Exercise requirements:
(a) Answer these questions from the Blue Velvet passage, one line each:
(i) In what town does the passage place the film's action?
(ii) Which Hitchcock film does the passage single out as sharing a peculiar, awkward formality of tone with "Blue Velvet"?
(iii) Which of Mr. Lynch's earlier features does the passage say delivered his surrealism in its pure state?
(b) Summarize the Blue Velvet passage in two sentences.

That's about it, as far as conventional mystery plotting goes: the solution, such as it is, is more or less nailed down in the first third of the picture. As "Blue Velvet" moves forward, though, deeper into the nighttime murk and daylit unease of Lumberton, it becomes clear (if anything is) that the movie's detective-story trappings were always just a means to an end — the director's scheme to lure a couple of appealing, normal young folks like Sandy and Jeffrey into the sick, strange world of the man called Frank. Mr. Lynch's idea, that is to say, is not to make new connections, as detectives do, but to sever as many of the old ones as possible.

That's what surrealists do. And one of the reasons, I think, that "Blue Velvet" seemed so startlingly fresh at the time is that there was not, to put it mildly, a vigorous tradition of surrealism in commercial American film.

About the only precedents for the deliberately disorienting method of this picture can be found in some of the later works of Alfred Hitchcock: in "Vertigo" (1958), "The Birds" (1963) and especially "Marnie" (1964), which shares with "Blue Velvet" a peculiar, awkward formality of tone and a raging undercurrent of psychosexual abnormality, and which was not embraced warmly by Hitchcock's usually loyal audience. Mr. Lynch had himself made just three previous feature films, only one of which — his brilliant debut, the low-budget black-and-white domestic horror fantasy "Eraserhead" (1977) — delivered Lynchian surrealism in its pure state. In the others, the delicately grotesque "Elephant Man" (1980) and the ungainly science fiction epic "Dune" (1984), his wilder fancies were held at least partly in check.

Dataset extract:
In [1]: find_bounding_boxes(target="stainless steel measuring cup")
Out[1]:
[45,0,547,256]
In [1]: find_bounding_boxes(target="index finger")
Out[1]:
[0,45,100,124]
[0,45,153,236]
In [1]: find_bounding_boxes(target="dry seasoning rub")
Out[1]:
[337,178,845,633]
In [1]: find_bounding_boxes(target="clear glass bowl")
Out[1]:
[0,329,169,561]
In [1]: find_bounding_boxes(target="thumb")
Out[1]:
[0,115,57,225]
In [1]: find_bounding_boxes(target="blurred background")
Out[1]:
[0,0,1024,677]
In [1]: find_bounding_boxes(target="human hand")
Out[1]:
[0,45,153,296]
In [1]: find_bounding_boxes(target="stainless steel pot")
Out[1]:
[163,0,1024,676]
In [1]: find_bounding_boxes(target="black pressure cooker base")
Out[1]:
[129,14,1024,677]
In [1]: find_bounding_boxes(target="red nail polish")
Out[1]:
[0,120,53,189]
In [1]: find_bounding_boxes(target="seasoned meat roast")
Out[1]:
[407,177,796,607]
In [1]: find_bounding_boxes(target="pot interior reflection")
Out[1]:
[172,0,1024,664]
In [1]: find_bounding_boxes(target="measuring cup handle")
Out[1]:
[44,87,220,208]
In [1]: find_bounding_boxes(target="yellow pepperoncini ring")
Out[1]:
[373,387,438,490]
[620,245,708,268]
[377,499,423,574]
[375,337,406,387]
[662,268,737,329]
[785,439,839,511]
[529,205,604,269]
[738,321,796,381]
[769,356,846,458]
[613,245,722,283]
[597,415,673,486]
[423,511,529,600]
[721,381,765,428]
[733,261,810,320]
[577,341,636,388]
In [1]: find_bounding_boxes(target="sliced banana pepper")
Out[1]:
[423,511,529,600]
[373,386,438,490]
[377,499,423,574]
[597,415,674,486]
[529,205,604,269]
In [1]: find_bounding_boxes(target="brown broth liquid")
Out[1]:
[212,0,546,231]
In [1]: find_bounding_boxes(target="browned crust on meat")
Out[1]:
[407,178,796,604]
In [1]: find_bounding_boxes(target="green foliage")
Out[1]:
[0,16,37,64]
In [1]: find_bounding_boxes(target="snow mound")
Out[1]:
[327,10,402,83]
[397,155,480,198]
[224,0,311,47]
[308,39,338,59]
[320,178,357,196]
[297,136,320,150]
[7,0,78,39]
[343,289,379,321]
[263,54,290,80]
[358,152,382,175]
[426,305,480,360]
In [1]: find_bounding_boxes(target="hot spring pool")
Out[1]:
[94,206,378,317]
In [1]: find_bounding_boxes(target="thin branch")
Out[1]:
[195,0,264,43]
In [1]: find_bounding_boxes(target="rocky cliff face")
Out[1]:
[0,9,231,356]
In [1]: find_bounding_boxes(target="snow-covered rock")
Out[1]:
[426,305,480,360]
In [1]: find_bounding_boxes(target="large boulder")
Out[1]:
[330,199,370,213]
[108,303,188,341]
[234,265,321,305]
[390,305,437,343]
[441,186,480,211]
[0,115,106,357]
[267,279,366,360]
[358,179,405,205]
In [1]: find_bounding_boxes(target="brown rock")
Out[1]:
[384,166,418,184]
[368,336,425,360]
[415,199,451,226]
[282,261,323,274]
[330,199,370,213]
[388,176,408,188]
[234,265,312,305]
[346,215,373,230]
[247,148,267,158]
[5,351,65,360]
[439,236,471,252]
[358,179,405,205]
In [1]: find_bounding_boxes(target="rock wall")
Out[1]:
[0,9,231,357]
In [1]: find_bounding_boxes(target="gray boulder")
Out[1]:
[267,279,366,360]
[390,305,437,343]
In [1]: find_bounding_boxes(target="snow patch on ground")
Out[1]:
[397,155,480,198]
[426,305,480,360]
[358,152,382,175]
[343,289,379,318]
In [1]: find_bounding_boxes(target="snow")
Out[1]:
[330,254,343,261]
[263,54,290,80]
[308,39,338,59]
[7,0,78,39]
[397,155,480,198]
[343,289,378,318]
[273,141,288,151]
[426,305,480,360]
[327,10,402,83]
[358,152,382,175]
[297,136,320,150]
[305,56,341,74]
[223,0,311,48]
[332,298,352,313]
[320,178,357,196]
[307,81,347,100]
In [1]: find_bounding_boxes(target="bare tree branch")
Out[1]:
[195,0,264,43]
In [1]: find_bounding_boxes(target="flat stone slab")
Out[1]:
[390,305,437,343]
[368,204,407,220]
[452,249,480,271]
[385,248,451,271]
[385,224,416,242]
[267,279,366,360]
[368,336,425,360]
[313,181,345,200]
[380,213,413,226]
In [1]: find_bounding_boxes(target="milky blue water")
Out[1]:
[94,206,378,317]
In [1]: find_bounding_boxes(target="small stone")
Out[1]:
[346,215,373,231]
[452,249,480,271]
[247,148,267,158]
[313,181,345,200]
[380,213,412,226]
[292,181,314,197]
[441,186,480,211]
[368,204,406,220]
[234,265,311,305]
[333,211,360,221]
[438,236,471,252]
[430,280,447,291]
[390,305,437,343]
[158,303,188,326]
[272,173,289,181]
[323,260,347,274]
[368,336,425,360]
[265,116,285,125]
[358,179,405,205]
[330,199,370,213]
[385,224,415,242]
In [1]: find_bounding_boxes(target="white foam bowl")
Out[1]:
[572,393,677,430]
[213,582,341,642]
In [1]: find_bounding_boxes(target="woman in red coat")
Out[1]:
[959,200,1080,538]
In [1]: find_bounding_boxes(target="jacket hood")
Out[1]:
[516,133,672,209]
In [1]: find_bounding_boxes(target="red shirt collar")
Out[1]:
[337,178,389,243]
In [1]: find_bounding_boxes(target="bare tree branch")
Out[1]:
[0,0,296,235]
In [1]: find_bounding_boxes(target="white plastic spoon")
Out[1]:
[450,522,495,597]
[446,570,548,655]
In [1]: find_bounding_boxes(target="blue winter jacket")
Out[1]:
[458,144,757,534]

Complete answers:
(a)
(i) Lumberton
(ii) "Marnie" (1964)
(iii) "Eraserhead" (1977)

(b) The passage argues that the detective-story trappings of "Blue Velvet" serve only to lure Sandy and Jeffrey into Frank's sick, strange world, since Mr. Lynch aims to sever old connections rather than make new ones, as surrealists do. It says the film seemed fresh because commercial American film had no vigorous surrealist tradition, with precedents mainly in late Hitchcock works such as "Marnie," and it notes that of Mr. Lynch's three previous features only "Eraserhead" delivered his surrealism in its pure state.